PROVIDED TEXT: Begin

A woman who was stamped on by a horse and ended up having 20 operations to rebuild her face, is taking her case to the Court of Appeal.
Kara Goldsmith, 39, suffered devastating facial injuries whilst “test driving” a horse and is now suing. The court proceedings will be seen as a test case of equestrians.
According to The Northern Echo
, the mother of two, from Hallgarth, Consett, County Durham, had her case against the animal’s keeper rejected last year by a County Court judge. The judge ruled that riders assume the risk of injury when they mount a horse.
At the Appeals Court she is now arguing that the judge’s approach has left riders with too little legal protection.
Mrs Goldsmith’s barrister, Richard Stead, told the paper that she was an experienced rider before she was thrown from nine-year-old gelding Red. The horse reared and bucked, throwing her to the ground, before it stamped on her face, during the incident in Stanley, County Durham, in 2008.
He also said that Mrs Goldsmith was trying the horse, which was being given away for free after his previous owner fell from his back.
Mr Stead said that she has undergone 20 operations to rebuild her face and that she still suffes persistent pain.
She is suing former pharmaceutical company boss Mr Patchcott, who is the owner of Red, claiming damages for her injuries and loss of earnings.
At Newcastle County Court, Judge Christopher Walton ruled she had assumed the risk when she chose to ride Red.
Mr Stead argued that Mr Patchcott knew that Red’s previous owner was getting rid of him after a fall and should have warned her the horse was tricky to control.
Benjamin Browne QC, for Mr Patchcott, said: “Neither party contended that the horse had a known propensity to buck violently. Mrs Goldsmith consented to the risk that the horse could buck.
Given that the behaviour of horses is unpredictable, it is submitted that the County Court judge’s approach was correct.

PROVIDED TEXT: End
INPUT DATA: Begin

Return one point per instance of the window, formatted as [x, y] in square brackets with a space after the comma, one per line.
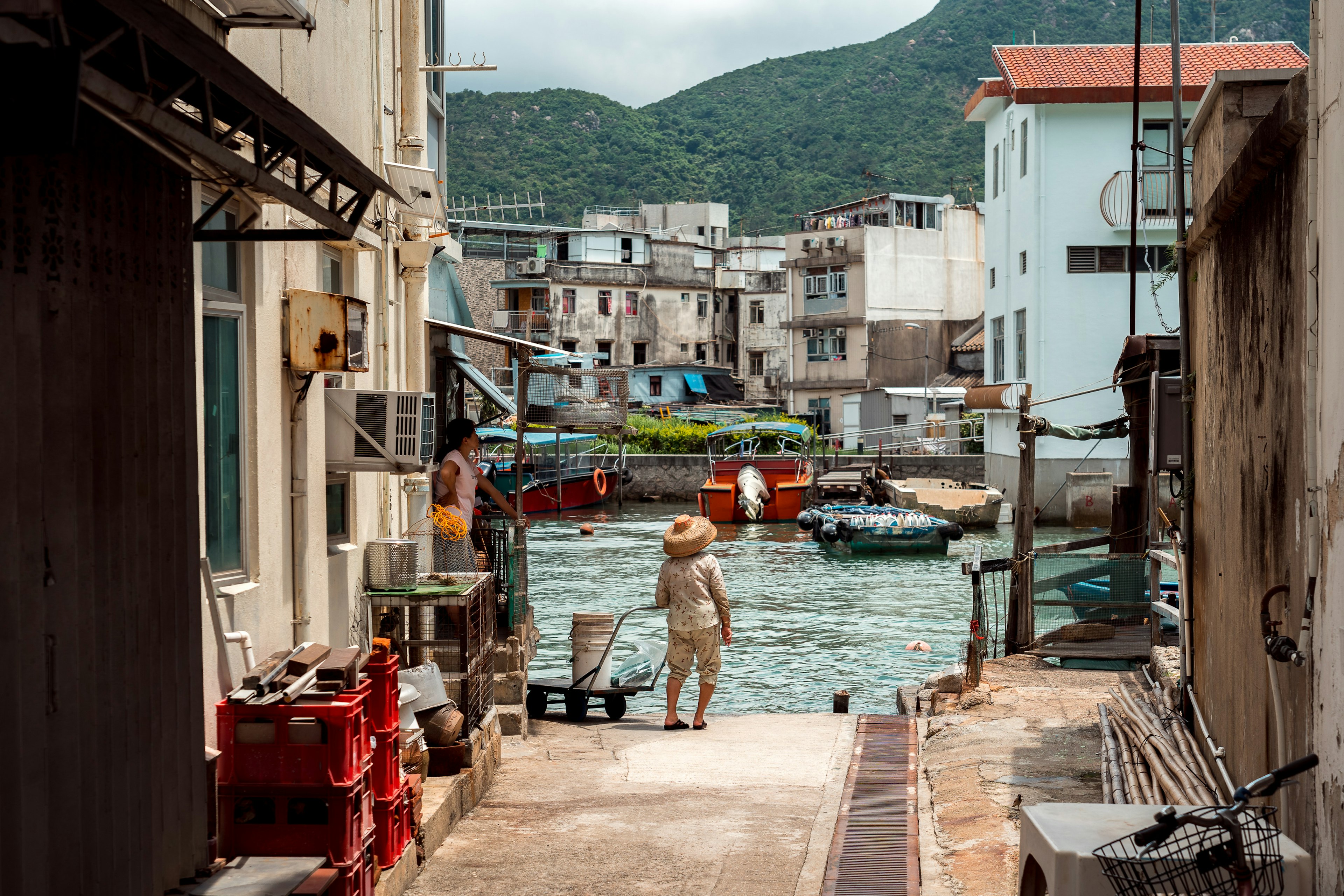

INPUT DATA: End

▶ ACTIVITY 1
Rewrite the paragraph of the horse-injury article that begins "Mrs Goldsmith's barrister, Richard Stead" in a shorter form, keeping its main facts.
▶ ACTIVITY 2
Retype the part of the horse-injury article that begins at the words containing "According to The" and stops after "mount a horse.".

▶ SOLUTION 1
Barrister Richard Stead said Mrs Goldsmith was an experienced rider when the nine-year-old gelding Red threw her in Stanley, County Durham, in 2008. The horse reared and bucked, threw her to the ground and stamped on her face.

▶ SOLUTION 2
According to The Northern Echo
, the mother of two, from Hallgarth, Consett, County Durham, had her case against the animal’s keeper rejected last year by a County Court judge. The judge ruled that riders assume the risk of injury when they mount a horse.